## Exercise directions:
What do the lines say from the one containing "Query: woman with face mask" to the end of the records? Restate them word for word, and only those.

[start of Input records]

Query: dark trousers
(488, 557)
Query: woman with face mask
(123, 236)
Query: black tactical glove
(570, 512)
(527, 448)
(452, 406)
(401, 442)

[end of Input records]

## The answer:
Query: woman with face mask
(123, 236)
Query: black tactical glove
(570, 512)
(527, 448)
(452, 406)
(401, 442)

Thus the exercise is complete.